**Directions for this task**
Your reply should be the records below, duplicated exactly, with any picture removed.

(Stored data)
•••
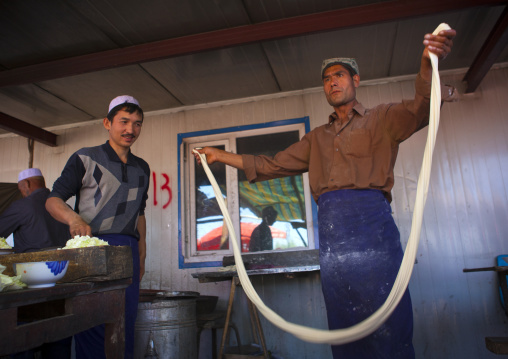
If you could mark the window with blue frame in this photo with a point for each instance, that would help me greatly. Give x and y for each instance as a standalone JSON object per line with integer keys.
{"x": 274, "y": 215}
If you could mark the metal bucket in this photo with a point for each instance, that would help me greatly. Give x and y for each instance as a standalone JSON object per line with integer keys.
{"x": 169, "y": 319}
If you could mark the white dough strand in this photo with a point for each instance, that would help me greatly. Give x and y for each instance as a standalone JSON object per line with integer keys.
{"x": 369, "y": 325}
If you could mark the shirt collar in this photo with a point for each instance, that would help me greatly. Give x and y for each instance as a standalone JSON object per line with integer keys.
{"x": 358, "y": 108}
{"x": 114, "y": 157}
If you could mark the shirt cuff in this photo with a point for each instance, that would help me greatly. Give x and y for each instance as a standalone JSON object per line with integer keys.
{"x": 249, "y": 167}
{"x": 423, "y": 88}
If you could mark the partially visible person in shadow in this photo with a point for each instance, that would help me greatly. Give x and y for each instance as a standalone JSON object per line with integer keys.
{"x": 34, "y": 229}
{"x": 261, "y": 237}
{"x": 32, "y": 226}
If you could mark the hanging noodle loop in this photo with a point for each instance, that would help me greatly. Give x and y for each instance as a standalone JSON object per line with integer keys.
{"x": 369, "y": 325}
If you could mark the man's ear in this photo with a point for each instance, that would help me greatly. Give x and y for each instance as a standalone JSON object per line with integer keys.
{"x": 356, "y": 80}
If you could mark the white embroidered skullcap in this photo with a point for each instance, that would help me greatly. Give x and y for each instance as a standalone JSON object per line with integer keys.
{"x": 121, "y": 100}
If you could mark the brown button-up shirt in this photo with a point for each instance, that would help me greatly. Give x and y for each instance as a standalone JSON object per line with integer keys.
{"x": 357, "y": 154}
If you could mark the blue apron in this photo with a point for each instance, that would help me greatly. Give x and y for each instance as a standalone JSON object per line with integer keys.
{"x": 360, "y": 255}
{"x": 90, "y": 343}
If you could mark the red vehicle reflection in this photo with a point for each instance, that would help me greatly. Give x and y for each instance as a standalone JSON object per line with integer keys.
{"x": 211, "y": 240}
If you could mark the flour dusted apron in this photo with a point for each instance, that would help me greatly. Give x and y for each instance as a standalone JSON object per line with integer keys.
{"x": 360, "y": 255}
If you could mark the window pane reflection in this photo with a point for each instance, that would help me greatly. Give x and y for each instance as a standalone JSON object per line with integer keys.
{"x": 272, "y": 213}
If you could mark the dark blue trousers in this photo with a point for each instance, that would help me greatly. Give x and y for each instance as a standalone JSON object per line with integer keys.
{"x": 90, "y": 343}
{"x": 360, "y": 255}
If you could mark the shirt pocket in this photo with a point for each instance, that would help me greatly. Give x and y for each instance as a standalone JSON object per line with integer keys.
{"x": 359, "y": 143}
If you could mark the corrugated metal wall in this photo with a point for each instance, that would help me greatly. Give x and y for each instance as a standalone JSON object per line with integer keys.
{"x": 465, "y": 220}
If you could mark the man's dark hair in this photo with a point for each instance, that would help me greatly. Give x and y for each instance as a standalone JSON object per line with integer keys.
{"x": 127, "y": 107}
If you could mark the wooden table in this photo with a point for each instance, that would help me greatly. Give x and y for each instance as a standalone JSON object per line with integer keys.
{"x": 62, "y": 311}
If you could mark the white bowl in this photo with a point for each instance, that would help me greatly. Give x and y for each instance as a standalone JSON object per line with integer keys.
{"x": 41, "y": 274}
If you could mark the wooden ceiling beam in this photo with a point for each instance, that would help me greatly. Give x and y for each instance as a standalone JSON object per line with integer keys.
{"x": 270, "y": 30}
{"x": 496, "y": 42}
{"x": 25, "y": 129}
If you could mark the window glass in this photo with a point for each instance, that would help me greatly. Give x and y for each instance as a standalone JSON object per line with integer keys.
{"x": 275, "y": 213}
{"x": 272, "y": 213}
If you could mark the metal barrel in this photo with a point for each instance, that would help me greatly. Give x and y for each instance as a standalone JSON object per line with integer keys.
{"x": 170, "y": 318}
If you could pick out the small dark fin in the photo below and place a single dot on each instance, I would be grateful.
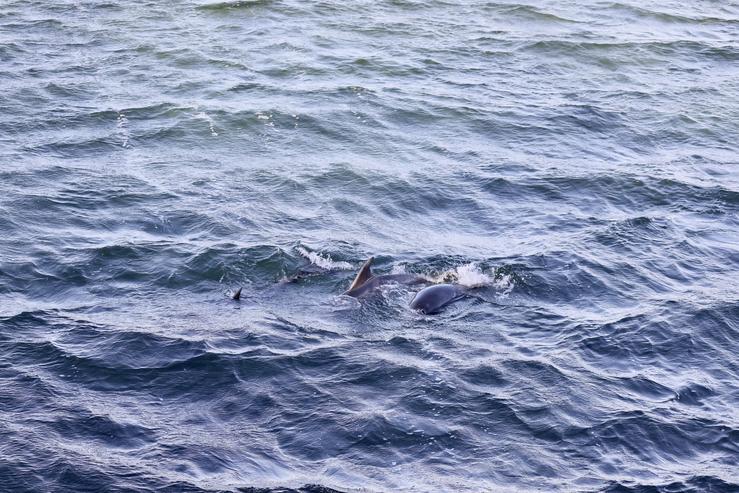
(236, 295)
(363, 275)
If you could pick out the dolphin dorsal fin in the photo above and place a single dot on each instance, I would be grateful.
(364, 273)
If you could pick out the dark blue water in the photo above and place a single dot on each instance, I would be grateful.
(574, 163)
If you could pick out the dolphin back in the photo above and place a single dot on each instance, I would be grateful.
(433, 298)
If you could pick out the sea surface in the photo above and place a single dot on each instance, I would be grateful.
(575, 164)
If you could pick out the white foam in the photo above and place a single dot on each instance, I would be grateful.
(210, 121)
(472, 276)
(122, 125)
(324, 261)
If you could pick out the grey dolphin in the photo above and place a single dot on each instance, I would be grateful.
(433, 298)
(366, 282)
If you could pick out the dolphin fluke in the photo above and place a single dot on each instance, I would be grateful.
(236, 295)
(363, 275)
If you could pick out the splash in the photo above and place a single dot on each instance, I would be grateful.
(324, 261)
(210, 121)
(473, 276)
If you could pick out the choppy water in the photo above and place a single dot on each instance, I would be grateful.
(576, 159)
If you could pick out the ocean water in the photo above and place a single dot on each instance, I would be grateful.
(576, 164)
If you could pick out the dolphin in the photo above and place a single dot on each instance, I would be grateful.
(366, 282)
(433, 298)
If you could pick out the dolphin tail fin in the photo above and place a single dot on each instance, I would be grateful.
(236, 295)
(364, 273)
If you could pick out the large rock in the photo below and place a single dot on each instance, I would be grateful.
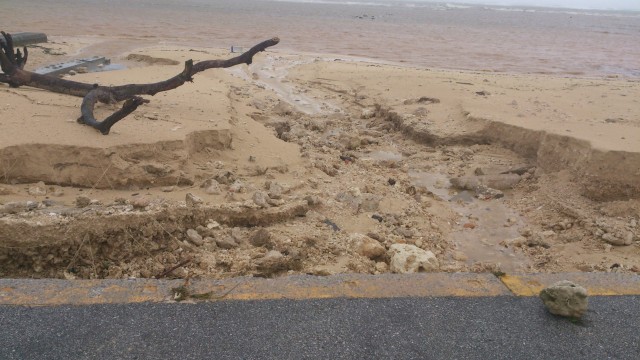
(406, 259)
(367, 246)
(565, 298)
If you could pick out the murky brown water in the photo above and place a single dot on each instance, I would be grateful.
(475, 38)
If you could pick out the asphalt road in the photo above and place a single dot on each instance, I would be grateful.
(504, 327)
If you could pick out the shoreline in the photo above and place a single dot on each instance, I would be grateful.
(289, 119)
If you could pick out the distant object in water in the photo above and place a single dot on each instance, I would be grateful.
(27, 38)
(92, 64)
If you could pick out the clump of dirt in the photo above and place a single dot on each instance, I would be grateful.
(369, 176)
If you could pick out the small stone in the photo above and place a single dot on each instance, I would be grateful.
(237, 187)
(213, 224)
(192, 200)
(622, 240)
(459, 256)
(565, 298)
(261, 237)
(39, 189)
(82, 201)
(194, 237)
(382, 267)
(275, 190)
(18, 207)
(367, 246)
(406, 259)
(368, 113)
(211, 187)
(271, 263)
(226, 243)
(140, 202)
(260, 198)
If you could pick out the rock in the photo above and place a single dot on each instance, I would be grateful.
(261, 237)
(192, 200)
(237, 187)
(485, 193)
(367, 246)
(382, 267)
(271, 263)
(282, 109)
(368, 113)
(211, 187)
(618, 239)
(565, 298)
(38, 189)
(260, 198)
(140, 202)
(225, 178)
(275, 190)
(370, 202)
(226, 243)
(213, 224)
(515, 242)
(459, 256)
(194, 237)
(18, 207)
(406, 259)
(539, 239)
(499, 181)
(82, 201)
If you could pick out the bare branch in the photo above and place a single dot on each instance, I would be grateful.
(13, 62)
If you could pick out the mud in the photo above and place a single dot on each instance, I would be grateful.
(367, 173)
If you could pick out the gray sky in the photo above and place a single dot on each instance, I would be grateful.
•••
**Written response**
If you could mark the window with blue frame in this photo with a point for each instance, that would help me greatly. Give x and y for each instance as a standalone JSON object per line with integer keys.
{"x": 274, "y": 215}
If you could mark the metal bucket in this photo with a point for each instance, that would help me greatly. Give x and y for each instance as a standalone JSON object per line with integer keys.
{"x": 169, "y": 319}
If you could mark the white dough strand in this photo with a point for each instance, that would help me greatly. Give x and y for each instance as a standalone JSON object per line with integer keys.
{"x": 369, "y": 325}
If you could mark the shirt collar in this photo with a point for each instance, that would help me greatly. Give x and y for each instance as a standalone JSON object per line with integer keys.
{"x": 358, "y": 108}
{"x": 114, "y": 157}
If you could mark the shirt cuff in this photo with a point for each instance, that would help me greatly. Give x and y for each instance as a standalone JSON object per line with integer keys.
{"x": 249, "y": 167}
{"x": 423, "y": 88}
If you could mark the partially visible person in shadow in this photo with a point for each instance, that would help me greatly. Give x and y for each instance as a standalone JSON object per line with integer keys.
{"x": 34, "y": 229}
{"x": 261, "y": 237}
{"x": 32, "y": 226}
If you could mark the hanging noodle loop in this photo with a point for each instance, that would help me greatly. Give x and y for each instance as a standalone JSON object per line with integer keys.
{"x": 369, "y": 325}
If you could mark the man's ear in this photo with a point for each instance, that would help me greatly. Give x and y for each instance as a standalone JSON object per line with integer keys.
{"x": 356, "y": 80}
If you could mark the white embroidered skullcap in this photo with a point for each instance, that would help me greatly. Give x and y for each instance as a standalone JSON object per line with integer keys.
{"x": 121, "y": 100}
If you could mark the brown button-up shirt in this photo with a point for each instance, that would help me greatly. Give x and y for each instance as a standalone JSON object per line with integer keys.
{"x": 357, "y": 154}
If you could mark the blue apron in this photo with a point for each instance, that would help me greatly. Give x and y for each instance as a standalone JSON object per line with integer keys.
{"x": 360, "y": 255}
{"x": 90, "y": 343}
If you could mark the red vehicle reflection in this photo with a point for each instance, that would help me greatly. Give x and y for each instance as a standalone JSON object per line with integer keys.
{"x": 211, "y": 240}
If you could mark the flour dusted apron in this photo with a point for each instance, that would help me greatly. Give x and y for each instance as a standalone JSON object per line with integer keys.
{"x": 360, "y": 255}
If you could mark the window pane reflection in this photo with a point for each instance, that would help me greatly. Give x and y for each instance as a standalone JSON object per line with integer keys.
{"x": 272, "y": 213}
If you could mark the dark blue trousers in this photo with a point for each instance, that would help me greatly. Give x and y for each instance as a standalone JSON object per line with integer keys.
{"x": 90, "y": 343}
{"x": 360, "y": 255}
If you could mark the shirt pocket in this photo with a point for each instance, that would help me greatly. Give x and y for each instance as a standalone JSON object per line with integer keys.
{"x": 359, "y": 143}
If you could mark the corrugated metal wall in this photo with a point for each instance, that would help me greatly. Give x and y for each instance as a standalone JSON object per line with integer keys.
{"x": 465, "y": 220}
If you could mark the man's dark hair in this photo with a point for each instance, that would help me greatly. Give x and y for each instance as a standalone JSON object per line with integer keys.
{"x": 127, "y": 107}
If you could mark the wooden table in this photo with a point for each instance, that would help me greatly. Give x and y for each instance as a standalone JSON object per line with integer keys.
{"x": 62, "y": 311}
If you could mark the white bowl in this photo with a point for each instance, that would help me greatly. Give x and y for each instance as a standalone JSON object per line with integer keys.
{"x": 41, "y": 274}
If you could mark the wooden ceiling beam in this photo with a point for each instance, that would help me greatly. Give x and y for each instance as a standalone JSON object per line with integer keys.
{"x": 270, "y": 30}
{"x": 496, "y": 42}
{"x": 25, "y": 129}
If you could mark the window glass in this photo with a point for each instance, that would help me greatly. Give x and y for each instance as a standalone JSON object per line with integer keys.
{"x": 275, "y": 213}
{"x": 272, "y": 213}
If you could mark the metal barrel in this photo with a point for each instance, that would help me greatly. Give x and y for each instance as a standalone JSON object per line with integer keys.
{"x": 170, "y": 318}
If you could pick out the small dark fin in the photo below and place a single dot on each instance, I would be grateful.
(236, 295)
(363, 275)
If you could pick out the dolphin dorsal fin in the photo above and place a single dot on each instance, I would be grateful.
(364, 273)
If you could pick out the dark blue water in the photo above and place a single dot on each instance, I would be grateful.
(574, 163)
If you could pick out the dolphin back in the photo above and place a single dot on each instance, I would be grateful.
(433, 298)
If you could pick out the sea surface in the photo above and place a single dot on each instance, I would be grateful.
(575, 164)
If you could pick out the white foam in the photo above and place a single dot on each instance, I would be grateful.
(210, 121)
(472, 276)
(122, 125)
(324, 261)
If you could pick out the grey dolphin in the photo above and place a single dot on each instance, I would be grateful.
(433, 298)
(366, 282)
If you could pick out the dolphin fluke in the photo above and place a single dot on each instance, I would be grateful.
(236, 295)
(363, 275)
If you could pick out the splash in the photo above and place a single dot on each instance, I would be grateful.
(324, 261)
(210, 121)
(473, 276)
If you could pick out the choppy water in the photo above and place a single dot on each instance, I would be grateful.
(576, 159)
If you could pick out the ocean water in the photo above and place a single dot on each instance, I would be grateful.
(576, 164)
If you could pick out the dolphin in the photo above and place a single dot on each instance, I would be grateful.
(366, 282)
(433, 298)
If you could pick out the dolphin tail fin in the photo above and place a single dot on each instance, I would be grateful.
(236, 295)
(364, 273)
If you could pick out the large rock in the photo below and place a single dot on each instance, I would be grateful.
(406, 259)
(367, 246)
(565, 298)
If you could pick out the murky brown water in the photo above and place a single dot on each instance, I would be grateful.
(475, 38)
If you could pick out the asphalt road in the photo above and place a single dot on each instance, I would be grateful.
(504, 327)
If you could pick out the shoreline in the photo above and place a single dot on each instance, I would be grateful.
(289, 119)
If you could pick out the distant object in water in the photo above and place a single dot on each instance, I would be grateful.
(27, 38)
(92, 64)
If you could pick out the clump of dirt in the photo above and place a single dot on each instance, I would be grateful.
(369, 176)
If you could pick out the small stone in the photo above and place a single dot on each instance, I would be grateful.
(237, 187)
(213, 224)
(192, 200)
(622, 240)
(459, 256)
(565, 298)
(261, 237)
(39, 189)
(82, 201)
(194, 237)
(382, 267)
(275, 190)
(18, 207)
(367, 246)
(406, 259)
(368, 113)
(211, 187)
(271, 263)
(226, 243)
(140, 202)
(260, 198)
If you could pick out the rock in the photo above and place a single dot on each instance, I would be grateful.
(261, 237)
(192, 200)
(237, 187)
(485, 193)
(367, 246)
(382, 267)
(271, 263)
(282, 109)
(368, 113)
(211, 187)
(618, 239)
(565, 298)
(38, 189)
(260, 198)
(140, 202)
(225, 178)
(275, 190)
(370, 202)
(226, 243)
(213, 224)
(515, 242)
(459, 256)
(194, 237)
(18, 207)
(406, 259)
(539, 239)
(499, 181)
(82, 201)
If you could pick out the bare branch in the photo above and place a single dot on each instance, I would be grateful.
(13, 62)
If you could pick out the mud in the photo above and place a single dot on each instance, I would be grateful.
(367, 173)
If you could pick out the gray sky in the photo above and place a single dot on each instance, I would be grateful.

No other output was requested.